[Begin STORED DATA]
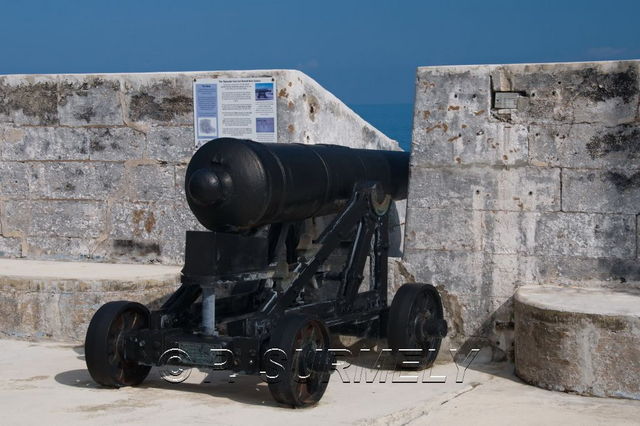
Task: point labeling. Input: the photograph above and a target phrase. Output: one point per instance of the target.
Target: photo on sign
(264, 91)
(264, 125)
(207, 127)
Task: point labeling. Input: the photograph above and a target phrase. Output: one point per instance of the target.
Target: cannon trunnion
(263, 289)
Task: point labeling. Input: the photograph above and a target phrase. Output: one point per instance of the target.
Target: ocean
[End STORED DATA]
**INSTRUCTIONS FOR THE TASK:**
Convert every row above into a JSON list of strings, one string per line, and skip any blank lines. Leave the pictures out.

**ANSWER:**
[
  "Task: point labeling. Input: the photograph above and a target phrase. Output: one point per instance of the target.",
  "Target: photo on sign",
  "(264, 91)",
  "(264, 125)",
  "(207, 127)",
  "Task: point labeling. Input: the photograph above and a target phrase. Output: one point per instance of the target.",
  "Target: cannon trunnion",
  "(263, 289)",
  "Task: point labeling. Input: the photograph above and a target phrase. Output: one point per instance of the target.",
  "Target: ocean"
]